Pasaje proporcionado:
────────

No sé si el lector ha advertido que Juan Evangelista, por lo que parece no se ha acordado de quitarle el mandil a Jesús: mientras que al aprestarse a servir a sus amigos Cristo se levantó, se quitó la ropa (símbolo de su muerte corporal) y se puso la toalla-mandil a la cintura, tras terminar la acción se vuelve a poner la ropa (símbolo de la resurrección de su cuerpo, en forma gloriosa y espiritual, como dice el Nuevo Testamento en la Primera Carta a los Corintios paulina) y vuelve al comedor, pero el mandil, no se lo quita en ningún momento. Es verdad que esta omisión se ha advertido en la exégesis bíblica (cf. Alberto Maggi, texto de su conferencia «Il Dio impotente», cit.) que ha evidenciado su importancia teológica: no es en realidad un olvido, que tanto San Juan como los demás evangelistas hayan omitido o insertado por casualidad, sino que es a su vez un símbolo, no solo sutil, en su discurso, como el quitarse y volverse a poner el manto, sino que en el hecho de omitir emblemáticamente que se quite el mandil con el que ha lavado los pies de los discípulos. Jesús nunca se lo quitará, porque Él siempre estará al servicio de los hombres, no solo como hombre en su vida terrenal, sino asimismo como Dios: se ha despojado de la apariencia de su majestad infinita para servir a los hombres, hijos del Padre y sus amigos fraternos. En otro lugar del evangelio de San Juan se lee: «Ya no los llamo servidores, porque el servidor ignora lo que hace su señor; yo los llamo amigos, porque les he dado a conocer todo lo que oí de mi Padre» (Jn 15:15). He escrito la apariencia porque en el servir por amor, hay que destacar verdaderamente, no hay humillación, sino elevación, como Jesús ya ha explicado a los apóstoles en el evangelio de San Marcos (Mc 9:35), antes de la última cena: «Entonces, sentándose, llamó a los Doce y les dijo: “El que quiera ser el primero, debe hacerse el último de todos y el servidor de todos”». Cristo atestigua así que su majestad divina se basa en el amor y, por tanto, si el ser humano quiere divinizarse en Él, el Dios-Hijo, debe a su vez servir al prójimo, exactamente igual que Él. Jesús no hace nada por sí mismo, se lo ha visto hacer al Padre, que, para el cristianismo, constituye con el Hijo y el Espíritu Santo un único y solo Dios.
El Espíritu Santo, según el misterio trinitario cristiano, es tanto Espíritu del Padre que ama al Hijo como Espíritu del Hijo que ama al Padre, pero se distingue en cuanto es verdadera Persona divina y no sentimiento, en cuanto es Amor infinito y lo infinito solo es divino. Además, este Amor infinito se desborda, según la teología cristiana, sobre los seres humanos, llamados a la divinización en lo eterno en la persona del Hijo glorioso, gracias al sacrificio del mismo Hijo encarnado.

────────

Extracto de datos:
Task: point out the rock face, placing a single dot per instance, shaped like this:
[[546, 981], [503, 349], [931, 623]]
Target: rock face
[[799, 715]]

────────

Tarea asignada 1:
Responde según el pasaje las siguientes preguntas:
(a) ¿Qué simboliza que Cristo se quite la ropa antes de servir a sus amigos?
(b) ¿En qué versículo del evangelio de San Marcos dice Jesús que el que quiera ser el primero debe hacerse el último de todos?
(c) Según la teología cristiana, ¿sobre quiénes se desborda el Amor infinito?
Tarea asignada 2:
Transcribe literalmente el fragmento del pasaje que empieza en "El Espíritu Santo, según" y termina en "mismo Hijo encarnado.".

Solución escrita 1:
(a) Simboliza su muerte corporal.
(b) En Mc 9:35.
(c) Sobre los seres humanos.

Solución escrita 2:
El Espíritu Santo, según el misterio trinitario cristiano, es tanto Espíritu del Padre que ama al Hijo como Espíritu del Hijo que ama al Padre, pero se distingue en cuanto es verdadera Persona divina y no sentimiento, en cuanto es Amor infinito y lo infinito solo es divino. Además, este Amor infinito se desborda, según la teología cristiana, sobre los seres humanos, llamados a la divinización en lo eterno en la persona del Hijo glorioso, gracias al sacrificio del mismo Hijo encarnado.